◆ **Task description**: Return the listing word for word, as given.

=== Input rows ===

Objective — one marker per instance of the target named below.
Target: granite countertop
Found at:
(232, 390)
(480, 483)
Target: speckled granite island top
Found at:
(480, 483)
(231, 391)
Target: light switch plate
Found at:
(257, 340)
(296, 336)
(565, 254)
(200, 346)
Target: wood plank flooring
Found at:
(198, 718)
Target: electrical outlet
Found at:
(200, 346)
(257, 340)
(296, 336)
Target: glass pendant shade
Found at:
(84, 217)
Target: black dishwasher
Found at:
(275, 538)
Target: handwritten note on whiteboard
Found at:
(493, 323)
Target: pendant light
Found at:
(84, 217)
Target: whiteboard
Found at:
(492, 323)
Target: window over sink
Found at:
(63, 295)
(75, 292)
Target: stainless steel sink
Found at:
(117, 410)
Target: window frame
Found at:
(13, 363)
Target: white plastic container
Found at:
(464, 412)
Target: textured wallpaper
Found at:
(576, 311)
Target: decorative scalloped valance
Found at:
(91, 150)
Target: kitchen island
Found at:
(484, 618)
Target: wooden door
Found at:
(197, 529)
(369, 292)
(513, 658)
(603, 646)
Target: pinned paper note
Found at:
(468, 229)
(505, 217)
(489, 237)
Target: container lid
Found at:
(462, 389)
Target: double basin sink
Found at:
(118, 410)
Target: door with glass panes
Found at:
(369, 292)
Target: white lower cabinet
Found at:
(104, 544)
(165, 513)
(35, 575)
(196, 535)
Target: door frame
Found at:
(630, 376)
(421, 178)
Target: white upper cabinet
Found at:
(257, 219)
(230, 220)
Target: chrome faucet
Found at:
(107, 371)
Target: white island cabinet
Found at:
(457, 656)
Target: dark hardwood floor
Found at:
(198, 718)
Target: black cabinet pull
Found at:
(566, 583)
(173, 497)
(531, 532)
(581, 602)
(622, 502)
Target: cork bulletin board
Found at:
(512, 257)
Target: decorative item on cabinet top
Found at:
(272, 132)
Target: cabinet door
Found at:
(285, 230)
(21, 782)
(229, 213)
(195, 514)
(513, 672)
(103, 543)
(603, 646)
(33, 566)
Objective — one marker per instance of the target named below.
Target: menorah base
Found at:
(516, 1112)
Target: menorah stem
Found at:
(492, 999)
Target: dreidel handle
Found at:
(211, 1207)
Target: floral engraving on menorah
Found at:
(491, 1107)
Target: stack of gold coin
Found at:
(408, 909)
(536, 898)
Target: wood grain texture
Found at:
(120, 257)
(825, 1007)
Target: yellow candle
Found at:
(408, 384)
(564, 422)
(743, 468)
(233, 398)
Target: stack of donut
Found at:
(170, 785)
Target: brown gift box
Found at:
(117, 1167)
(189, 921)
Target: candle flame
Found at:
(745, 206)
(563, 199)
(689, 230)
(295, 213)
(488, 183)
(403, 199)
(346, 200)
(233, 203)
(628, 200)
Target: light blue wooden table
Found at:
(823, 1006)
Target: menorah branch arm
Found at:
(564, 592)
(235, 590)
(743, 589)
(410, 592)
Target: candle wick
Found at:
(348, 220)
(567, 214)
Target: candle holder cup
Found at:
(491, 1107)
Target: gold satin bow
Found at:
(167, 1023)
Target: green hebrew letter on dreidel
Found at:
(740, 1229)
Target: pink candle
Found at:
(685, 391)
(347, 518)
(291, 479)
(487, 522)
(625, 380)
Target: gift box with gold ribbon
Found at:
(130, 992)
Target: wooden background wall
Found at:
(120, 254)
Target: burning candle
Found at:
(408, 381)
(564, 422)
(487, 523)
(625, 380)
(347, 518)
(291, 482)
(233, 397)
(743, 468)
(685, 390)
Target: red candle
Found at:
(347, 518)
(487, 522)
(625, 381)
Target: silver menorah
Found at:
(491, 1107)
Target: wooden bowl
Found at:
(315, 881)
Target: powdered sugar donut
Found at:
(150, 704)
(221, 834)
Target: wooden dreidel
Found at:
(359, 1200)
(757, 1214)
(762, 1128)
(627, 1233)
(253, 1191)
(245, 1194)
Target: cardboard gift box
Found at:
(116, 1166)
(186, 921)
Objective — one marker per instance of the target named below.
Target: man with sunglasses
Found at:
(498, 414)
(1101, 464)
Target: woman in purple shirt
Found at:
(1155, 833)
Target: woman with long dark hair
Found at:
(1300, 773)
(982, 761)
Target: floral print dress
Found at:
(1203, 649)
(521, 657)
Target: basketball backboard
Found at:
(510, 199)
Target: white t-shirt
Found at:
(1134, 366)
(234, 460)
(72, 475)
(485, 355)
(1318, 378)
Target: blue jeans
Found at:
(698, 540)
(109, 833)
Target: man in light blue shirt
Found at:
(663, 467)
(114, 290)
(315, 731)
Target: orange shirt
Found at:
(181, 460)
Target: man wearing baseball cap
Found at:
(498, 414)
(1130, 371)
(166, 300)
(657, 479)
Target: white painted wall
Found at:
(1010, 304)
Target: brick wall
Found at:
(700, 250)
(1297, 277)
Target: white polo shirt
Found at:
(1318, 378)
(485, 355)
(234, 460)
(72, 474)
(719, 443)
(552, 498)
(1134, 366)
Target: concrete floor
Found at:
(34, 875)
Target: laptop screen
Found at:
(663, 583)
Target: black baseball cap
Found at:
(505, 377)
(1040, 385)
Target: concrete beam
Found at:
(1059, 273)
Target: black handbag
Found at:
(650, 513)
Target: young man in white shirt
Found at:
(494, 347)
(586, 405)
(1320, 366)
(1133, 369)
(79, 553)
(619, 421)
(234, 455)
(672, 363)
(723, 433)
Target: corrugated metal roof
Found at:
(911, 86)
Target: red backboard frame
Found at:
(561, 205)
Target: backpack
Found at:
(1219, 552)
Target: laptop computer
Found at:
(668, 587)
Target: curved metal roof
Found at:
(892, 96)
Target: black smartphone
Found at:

===

◆ **Result of the exercise**:
Objective — one marker per instance of the target named below.
Target: granite countertop
Found at:
(232, 390)
(480, 483)
Target: speckled granite island top
Found at:
(480, 483)
(231, 391)
Target: light switch plate
Found at:
(257, 340)
(296, 336)
(565, 254)
(200, 346)
Target: wood plank flooring
Found at:
(198, 718)
Target: electrical outlet
Found at:
(200, 346)
(257, 340)
(296, 336)
Target: glass pendant shade
Found at:
(84, 217)
Target: black dishwasher
Found at:
(275, 538)
Target: handwritten note on whiteboard
Found at:
(493, 323)
Target: pendant light
Found at:
(84, 217)
Target: whiteboard
Found at:
(492, 323)
Target: window over sink
Found at:
(63, 295)
(75, 292)
Target: stainless steel sink
Found at:
(117, 410)
Target: window frame
Found at:
(13, 363)
Target: white plastic container
Found at:
(464, 412)
Target: textured wallpaper
Found at:
(576, 311)
Target: decorative scalloped valance
Found at:
(91, 150)
Target: kitchen island
Found at:
(484, 618)
Target: wooden door
Found at:
(197, 529)
(369, 292)
(513, 658)
(603, 646)
Target: pinned paper note
Found at:
(468, 229)
(505, 217)
(489, 237)
Target: container lid
Found at:
(462, 389)
Target: double basin sink
Found at:
(118, 410)
Target: door with glass panes
Found at:
(369, 292)
Target: white lower cabinet
Found at:
(104, 544)
(165, 513)
(35, 575)
(196, 535)
Target: door frame
Found at:
(630, 376)
(421, 178)
Target: white upper cabinet
Found at:
(257, 219)
(230, 220)
Target: chrome faucet
Found at:
(107, 371)
Target: white island cabinet
Found at:
(457, 656)
Target: dark hardwood floor
Found at:
(198, 718)
Target: black cabinet pull
Found at:
(566, 583)
(173, 497)
(531, 532)
(581, 602)
(622, 502)
Target: cork bulletin board
Found at:
(512, 257)
Target: decorative item on cabinet top
Found at:
(272, 132)
Target: cabinet door
Found at:
(285, 230)
(21, 782)
(229, 213)
(195, 514)
(513, 672)
(103, 543)
(603, 646)
(33, 566)
Objective — one marker per instance of the target named below.
Target: menorah base
Found at:
(516, 1112)
Target: menorah stem
Found at:
(492, 999)
Target: dreidel handle
Found at:
(211, 1207)
Target: floral engraving on menorah
Found at:
(491, 1107)
Target: stack of gold coin
Found at:
(408, 909)
(536, 898)
Target: wood grain texture
Found at:
(120, 257)
(825, 1007)
Target: yellow candle
Found at:
(408, 384)
(564, 422)
(743, 468)
(233, 398)
Target: stack of donut
Found at:
(170, 785)
Target: brown gift box
Found at:
(117, 1167)
(189, 921)
Target: candle flame
Found at:
(745, 206)
(563, 199)
(689, 230)
(295, 213)
(488, 183)
(403, 199)
(346, 200)
(233, 203)
(628, 200)
Target: light blue wooden table
Found at:
(823, 1006)
Target: menorah branch arm
Found at:
(564, 592)
(235, 590)
(743, 589)
(410, 592)
Target: candle wick
Found at:
(348, 220)
(567, 214)
Target: candle holder cup
Found at:
(491, 1107)
Target: gold satin bow
Found at:
(167, 1023)
Target: green hebrew letter on dreidel
Found at:
(740, 1229)
Target: pink candle
Found at:
(685, 391)
(347, 518)
(291, 479)
(487, 522)
(625, 380)
Target: gift box with gold ribbon
Found at:
(130, 992)
Target: wooden background wall
Found at:
(120, 254)
Target: burning candle
Found at:
(408, 381)
(564, 422)
(487, 523)
(625, 380)
(347, 518)
(291, 482)
(233, 397)
(743, 468)
(685, 390)
Target: red candle
Found at:
(347, 518)
(487, 522)
(625, 381)
Target: silver menorah
Found at:
(491, 1107)
Target: wooden bowl
Found at:
(315, 881)
Target: powdered sugar donut
Found at:
(150, 704)
(221, 834)
Target: wooden dreidel
Found at:
(359, 1200)
(757, 1214)
(762, 1128)
(627, 1233)
(253, 1191)
(245, 1194)
Target: cardboard gift box
Found at:
(116, 1166)
(186, 921)
Objective — one marker per instance of the target named below.
Target: man with sunglasses
Found at:
(498, 414)
(1101, 464)
Target: woman in purple shirt
Found at:
(1155, 833)
Target: woman with long dark hair
Found at:
(1300, 773)
(982, 761)
Target: floral print dress
Found at:
(1203, 649)
(521, 657)
Target: basketball backboard
Found at:
(510, 199)
Target: white t-shirt
Found at:
(1134, 366)
(234, 460)
(72, 475)
(485, 355)
(1318, 378)
Target: blue jeans
Found at:
(698, 540)
(109, 833)
Target: man in light blue shirt
Found at:
(663, 467)
(114, 290)
(315, 731)
Target: orange shirt
Found at:
(181, 460)
Target: man wearing baseball cap
Found at:
(498, 414)
(1130, 371)
(166, 300)
(657, 479)
Target: white painted wall
Found at:
(1010, 304)
Target: brick wall
Found at:
(700, 250)
(1297, 277)
Target: white polo shirt
Found at:
(1318, 378)
(485, 355)
(234, 460)
(72, 474)
(719, 443)
(552, 498)
(1134, 366)
Target: concrete floor
Found at:
(34, 875)
Target: laptop screen
Found at:
(663, 583)
Target: black baseball cap
Found at:
(505, 377)
(1040, 385)
Target: concrete beam
Found at:
(1059, 273)
Target: black handbag
Found at:
(650, 513)
Target: young man in white shirt
Found at:
(494, 347)
(586, 405)
(1320, 366)
(1133, 369)
(79, 553)
(619, 421)
(234, 455)
(672, 363)
(723, 433)
Target: corrugated metal roof
Found at:
(911, 86)
Target: red backboard frame
Found at:
(561, 205)
Target: backpack
Found at:
(1219, 552)
Target: laptop computer
Found at:
(668, 587)
Target: curved metal roof
Found at:
(892, 96)
Target: black smartphone
Found at:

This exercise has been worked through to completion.